• [TEXTO DE ORIGEM]:
☆ ☆ ☆ ☆ ☆
Acórdãos STA

Acórdão do Supremo Tribunal Administrativo
Processo:01437/07.0BEPRT
Data do Acordão:01/23/2019
Tribunal:2 SECÇÃO
Relator:ANA PAULA LOBO
Descritores:OPOSIÇÃO
RESPONSÁVEL SUBSIDIÁRIO
RESTITUIÇÃO
Sumário:1-Tendo o oponente sido declarado parte ilegítima para a execução fiscal por falta de exercício da gerência da empresa originária devedora, e, nessa medida não podendo ser responsabilizado, a título subsidiário pelo pagamento das dívidas fiscais daquela, ficou prejudicado o conhecimento de toda e qualquer questão jurídica que pudesse decorrer da análise do mérito das pretensões formuladas.
2-Todavia, nesta particular circunstância em que o oponente é chamado ao processo executivo na qualidade de responsável subsidiário pelo pagamento da dívida, chamamento que o tribunal declara sem fundamento legal, terá que tomar-se conhecimento do pedido de condenação da Administração Tributária à imediata e plena reconstituição da situação que existiria se não tivesse sido cometida a ilegalidade, nos termos e para os efeitos do disposto no art.º 100.º da Lei Geral Tributária.
Nº Convencional:JSTA000P24116
Nº do Documento:SA22019012301437/07
Data de Entrada:11/05/2018
Recorrente:A.........
Recorrido 1:AT - AUTORIDADE TRIBUTÁRIA E ADUANEIRA
Votação:UNANIMIDADE
Aditamento:
Texto Integral: Recurso Jurisdicional
Decisão recorrida – Tribunal Administrativo e Fiscal do Porto
. de 31 de Outubro de 2017

Julgou procedente a oposição e, em consequência, extinta a execução.
☆ ☆ ☆ ☆ ☆
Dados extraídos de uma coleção
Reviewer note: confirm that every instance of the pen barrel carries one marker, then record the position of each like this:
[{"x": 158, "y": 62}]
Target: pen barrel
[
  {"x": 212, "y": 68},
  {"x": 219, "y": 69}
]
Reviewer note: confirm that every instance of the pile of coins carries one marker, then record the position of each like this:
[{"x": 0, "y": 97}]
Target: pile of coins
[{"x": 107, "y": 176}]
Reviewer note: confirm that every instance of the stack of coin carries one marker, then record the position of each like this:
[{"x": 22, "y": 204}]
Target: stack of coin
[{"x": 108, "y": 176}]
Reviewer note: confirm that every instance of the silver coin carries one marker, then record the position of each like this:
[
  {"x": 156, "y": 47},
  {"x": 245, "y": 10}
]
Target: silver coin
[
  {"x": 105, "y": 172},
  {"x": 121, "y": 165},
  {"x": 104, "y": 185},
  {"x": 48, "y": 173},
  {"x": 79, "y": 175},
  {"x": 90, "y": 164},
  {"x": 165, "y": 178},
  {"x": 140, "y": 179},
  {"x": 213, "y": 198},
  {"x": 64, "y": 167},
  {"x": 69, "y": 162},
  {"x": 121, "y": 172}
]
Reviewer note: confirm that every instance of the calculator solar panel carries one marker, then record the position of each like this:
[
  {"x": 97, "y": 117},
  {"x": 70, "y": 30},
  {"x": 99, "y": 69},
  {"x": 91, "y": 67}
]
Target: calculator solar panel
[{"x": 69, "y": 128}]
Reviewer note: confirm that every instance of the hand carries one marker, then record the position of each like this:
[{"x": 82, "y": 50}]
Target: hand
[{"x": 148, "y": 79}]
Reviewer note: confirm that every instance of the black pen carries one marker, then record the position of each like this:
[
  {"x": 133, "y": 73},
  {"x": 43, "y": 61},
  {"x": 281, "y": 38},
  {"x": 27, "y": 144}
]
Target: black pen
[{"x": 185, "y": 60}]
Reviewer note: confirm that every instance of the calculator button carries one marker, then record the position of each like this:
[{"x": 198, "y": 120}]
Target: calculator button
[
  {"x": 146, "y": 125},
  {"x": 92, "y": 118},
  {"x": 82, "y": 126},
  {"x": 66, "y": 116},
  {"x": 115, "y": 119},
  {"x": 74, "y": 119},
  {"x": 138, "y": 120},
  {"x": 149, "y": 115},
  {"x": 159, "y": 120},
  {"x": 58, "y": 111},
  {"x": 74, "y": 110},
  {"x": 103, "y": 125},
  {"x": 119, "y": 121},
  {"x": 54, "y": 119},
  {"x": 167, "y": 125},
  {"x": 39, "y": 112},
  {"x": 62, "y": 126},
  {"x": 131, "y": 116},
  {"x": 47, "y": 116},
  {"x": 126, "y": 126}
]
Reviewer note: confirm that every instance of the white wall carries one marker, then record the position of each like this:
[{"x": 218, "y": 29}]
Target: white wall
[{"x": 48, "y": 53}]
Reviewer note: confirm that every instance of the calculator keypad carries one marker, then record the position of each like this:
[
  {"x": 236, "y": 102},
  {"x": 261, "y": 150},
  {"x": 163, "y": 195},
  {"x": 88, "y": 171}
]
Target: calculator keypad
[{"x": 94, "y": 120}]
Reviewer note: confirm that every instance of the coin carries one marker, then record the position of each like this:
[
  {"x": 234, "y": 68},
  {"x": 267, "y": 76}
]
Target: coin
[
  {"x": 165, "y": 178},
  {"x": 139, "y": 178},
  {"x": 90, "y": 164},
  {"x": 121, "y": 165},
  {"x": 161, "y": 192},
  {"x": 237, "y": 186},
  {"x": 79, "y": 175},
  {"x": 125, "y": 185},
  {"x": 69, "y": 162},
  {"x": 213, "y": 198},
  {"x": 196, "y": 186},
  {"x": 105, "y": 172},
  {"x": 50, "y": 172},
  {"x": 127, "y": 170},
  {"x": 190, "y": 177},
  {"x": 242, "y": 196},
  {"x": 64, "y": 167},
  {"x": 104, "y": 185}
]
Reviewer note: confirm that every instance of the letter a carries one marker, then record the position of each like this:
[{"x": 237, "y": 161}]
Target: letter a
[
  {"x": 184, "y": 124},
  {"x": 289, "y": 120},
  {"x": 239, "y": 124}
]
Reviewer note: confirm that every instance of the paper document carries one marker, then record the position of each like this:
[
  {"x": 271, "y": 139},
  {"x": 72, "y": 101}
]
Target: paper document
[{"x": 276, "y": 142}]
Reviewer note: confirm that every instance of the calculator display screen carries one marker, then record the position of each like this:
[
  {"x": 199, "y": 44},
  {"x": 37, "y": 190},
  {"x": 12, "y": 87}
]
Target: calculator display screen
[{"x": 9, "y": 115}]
☆ ☆ ☆ ☆ ☆
• [PROBLEMA CURTO 1]: Segundo o acórdão, qual tribunal proferiu a decisão recorrida?
• [PROBLEMA CURTO 2]: No acórdão, reescreva o trecho que começa em "2-Todavia, nesta particular" e termina em "Recorrente:A.........", substituindo "Administração Tributária" por "Autoridade Tributária e Aduaneira".

• [RESULTADO 1]: O Tribunal Administrativo e Fiscal do Porto.

• [RESULTADO 2]:
2-Todavia, nesta particular circunstância em que o oponente é chamado ao processo executivo na qualidade de responsável subsidiário pelo pagamento da dívida, chamamento que o tribunal declara sem fundamento legal, terá que tomar-se conhecimento do pedido de condenação da Autoridade Tributária e Aduaneira à imediata e plena reconstituição da situação que existiria se não tivesse sido cometida a ilegalidade, nos termos e para os efeitos do disposto no art.º 100.º da Lei Geral Tributária.
Nº Convencional:JSTA000P24116
Nº do Documento:SA22019012301437/07
Data de Entrada:11/05/2018
Recorrente:A.........